### WHAT TO WORK ON
From the first line of the data down to and including the line with "task | for every instance of the coastal", copy everything exactly, leaving out pictures.

### RECORDS TO USE

▬▬▬▬▬▬▬▬▬▬

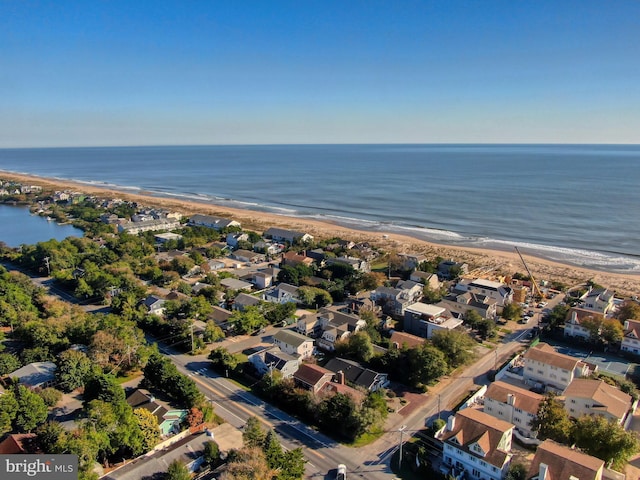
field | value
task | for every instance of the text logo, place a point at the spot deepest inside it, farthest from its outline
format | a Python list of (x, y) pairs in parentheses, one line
[(46, 467)]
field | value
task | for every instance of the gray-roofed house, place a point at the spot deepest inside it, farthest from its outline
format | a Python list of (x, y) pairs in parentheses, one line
[(291, 236), (358, 375), (244, 300), (282, 293), (169, 419), (36, 374), (273, 359), (235, 284), (294, 343), (210, 221)]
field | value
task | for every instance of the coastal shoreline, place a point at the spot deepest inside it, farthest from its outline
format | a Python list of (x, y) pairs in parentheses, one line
[(495, 260)]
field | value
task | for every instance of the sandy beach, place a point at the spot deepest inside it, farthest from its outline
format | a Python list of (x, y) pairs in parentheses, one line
[(501, 262)]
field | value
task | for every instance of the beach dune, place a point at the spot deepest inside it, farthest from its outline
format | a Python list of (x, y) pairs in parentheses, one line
[(498, 262)]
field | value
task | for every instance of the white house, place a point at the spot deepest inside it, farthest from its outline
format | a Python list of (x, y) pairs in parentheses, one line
[(423, 320), (596, 397), (573, 325), (631, 339), (294, 343), (546, 368), (500, 292), (512, 404), (477, 445)]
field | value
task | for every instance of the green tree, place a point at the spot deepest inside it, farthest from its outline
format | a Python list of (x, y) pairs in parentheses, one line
[(149, 429), (512, 311), (8, 363), (178, 471), (629, 310), (212, 332), (74, 368), (253, 435), (211, 453), (292, 466), (32, 411), (552, 421), (247, 321), (272, 450), (457, 345), (605, 439), (517, 471), (8, 411)]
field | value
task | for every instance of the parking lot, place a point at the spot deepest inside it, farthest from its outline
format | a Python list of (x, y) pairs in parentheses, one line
[(606, 363)]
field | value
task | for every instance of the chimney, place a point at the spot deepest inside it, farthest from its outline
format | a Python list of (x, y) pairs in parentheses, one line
[(543, 471), (451, 423)]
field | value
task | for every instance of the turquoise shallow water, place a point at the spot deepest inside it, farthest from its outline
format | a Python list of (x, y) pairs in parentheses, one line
[(19, 227), (573, 203)]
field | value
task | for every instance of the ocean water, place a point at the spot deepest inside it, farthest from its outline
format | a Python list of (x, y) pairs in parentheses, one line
[(578, 204)]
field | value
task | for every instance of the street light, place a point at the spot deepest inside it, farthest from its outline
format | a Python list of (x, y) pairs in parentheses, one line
[(401, 430)]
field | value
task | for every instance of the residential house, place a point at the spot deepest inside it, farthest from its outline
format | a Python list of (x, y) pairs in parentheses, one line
[(244, 300), (459, 303), (294, 343), (291, 236), (403, 339), (498, 291), (358, 264), (247, 256), (596, 397), (428, 279), (293, 259), (395, 301), (631, 339), (188, 451), (169, 419), (154, 305), (233, 239), (358, 375), (573, 325), (424, 320), (476, 445), (282, 293), (546, 368), (209, 221), (449, 269), (312, 377), (273, 359), (599, 300), (336, 325), (235, 284), (553, 461), (167, 237), (513, 404), (410, 261), (134, 228), (36, 374)]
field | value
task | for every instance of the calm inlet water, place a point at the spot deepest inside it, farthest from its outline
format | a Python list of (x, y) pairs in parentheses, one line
[(18, 227), (578, 204)]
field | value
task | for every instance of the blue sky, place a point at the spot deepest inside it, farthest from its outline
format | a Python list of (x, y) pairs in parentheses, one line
[(245, 72)]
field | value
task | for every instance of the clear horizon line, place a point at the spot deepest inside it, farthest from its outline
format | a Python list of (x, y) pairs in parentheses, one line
[(143, 145)]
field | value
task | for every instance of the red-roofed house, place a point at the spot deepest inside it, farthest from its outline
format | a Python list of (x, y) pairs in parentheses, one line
[(557, 462), (631, 340), (544, 367), (477, 445)]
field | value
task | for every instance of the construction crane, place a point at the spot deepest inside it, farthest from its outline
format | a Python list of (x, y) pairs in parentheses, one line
[(538, 293)]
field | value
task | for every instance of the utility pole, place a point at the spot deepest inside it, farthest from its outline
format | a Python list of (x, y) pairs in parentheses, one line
[(401, 430)]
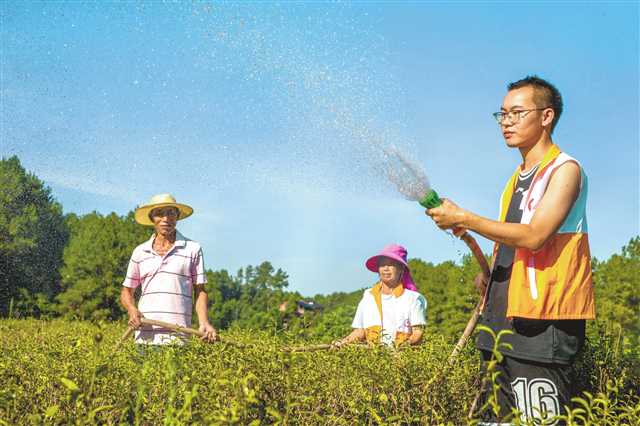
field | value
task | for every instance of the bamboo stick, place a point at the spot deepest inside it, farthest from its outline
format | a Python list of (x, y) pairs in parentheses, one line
[(173, 327)]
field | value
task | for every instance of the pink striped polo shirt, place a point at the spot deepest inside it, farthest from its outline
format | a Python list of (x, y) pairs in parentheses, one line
[(167, 285)]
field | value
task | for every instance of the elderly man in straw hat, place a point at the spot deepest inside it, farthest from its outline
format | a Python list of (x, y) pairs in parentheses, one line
[(169, 268)]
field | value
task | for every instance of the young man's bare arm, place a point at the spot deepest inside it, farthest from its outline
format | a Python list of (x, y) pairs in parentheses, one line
[(554, 207)]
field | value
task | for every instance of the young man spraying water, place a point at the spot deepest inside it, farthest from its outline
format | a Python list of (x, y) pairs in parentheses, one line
[(540, 286)]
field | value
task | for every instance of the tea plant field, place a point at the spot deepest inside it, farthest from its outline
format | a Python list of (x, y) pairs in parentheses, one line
[(63, 372)]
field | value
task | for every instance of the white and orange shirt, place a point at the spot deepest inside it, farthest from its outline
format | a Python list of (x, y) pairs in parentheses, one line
[(555, 282), (166, 285), (389, 319)]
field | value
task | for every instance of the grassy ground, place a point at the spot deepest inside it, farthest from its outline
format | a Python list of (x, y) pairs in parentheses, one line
[(59, 372)]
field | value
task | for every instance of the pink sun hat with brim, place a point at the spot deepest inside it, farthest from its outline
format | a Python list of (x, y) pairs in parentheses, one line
[(398, 253)]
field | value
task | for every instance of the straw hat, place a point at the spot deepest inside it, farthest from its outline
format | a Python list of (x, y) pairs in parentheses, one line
[(160, 200)]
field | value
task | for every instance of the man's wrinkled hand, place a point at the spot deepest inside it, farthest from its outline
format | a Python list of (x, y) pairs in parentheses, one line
[(337, 344), (481, 281), (135, 318), (210, 334)]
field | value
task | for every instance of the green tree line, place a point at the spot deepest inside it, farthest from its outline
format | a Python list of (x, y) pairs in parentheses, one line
[(72, 266)]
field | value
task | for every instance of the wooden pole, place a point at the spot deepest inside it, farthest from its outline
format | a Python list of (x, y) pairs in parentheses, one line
[(473, 321)]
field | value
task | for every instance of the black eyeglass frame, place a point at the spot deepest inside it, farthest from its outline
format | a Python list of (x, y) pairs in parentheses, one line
[(519, 113)]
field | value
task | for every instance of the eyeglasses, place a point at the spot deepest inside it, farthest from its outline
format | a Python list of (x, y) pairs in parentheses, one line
[(164, 211), (514, 117)]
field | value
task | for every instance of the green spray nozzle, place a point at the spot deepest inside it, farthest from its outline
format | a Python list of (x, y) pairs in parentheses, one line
[(431, 200)]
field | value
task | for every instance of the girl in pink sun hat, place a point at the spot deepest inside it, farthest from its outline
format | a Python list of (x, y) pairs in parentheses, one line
[(392, 312)]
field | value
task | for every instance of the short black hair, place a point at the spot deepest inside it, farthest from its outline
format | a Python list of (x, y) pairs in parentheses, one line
[(545, 95)]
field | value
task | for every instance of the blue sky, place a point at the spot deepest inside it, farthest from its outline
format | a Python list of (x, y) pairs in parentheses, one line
[(269, 118)]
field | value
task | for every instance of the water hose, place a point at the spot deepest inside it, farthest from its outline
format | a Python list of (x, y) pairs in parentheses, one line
[(431, 201)]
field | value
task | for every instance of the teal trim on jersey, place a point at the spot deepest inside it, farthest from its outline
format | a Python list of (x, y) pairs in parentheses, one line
[(576, 221)]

▬▬▬▬▬▬▬▬▬▬

### EXERCISE ANSWER
field | value
task | for every instance of the text logo, place a point at the spot deepest inside it, farthest from its outline
format | a Python list of (x, y) pairs in parentheses, one line
[(46, 467)]
field | value
task | for every instance of the gray-roofed house, place a point at the spot deepest inside it, farthest from its outline
format | a Python list of (x, y) pairs in parentheses, one line
[(291, 236), (358, 375), (244, 300), (282, 293), (169, 419), (36, 374), (273, 359), (235, 284), (294, 343), (210, 221)]
field | value
task | for every instance of the coastal shoreline, place a point at the spot deepest inside it, farthest from its outline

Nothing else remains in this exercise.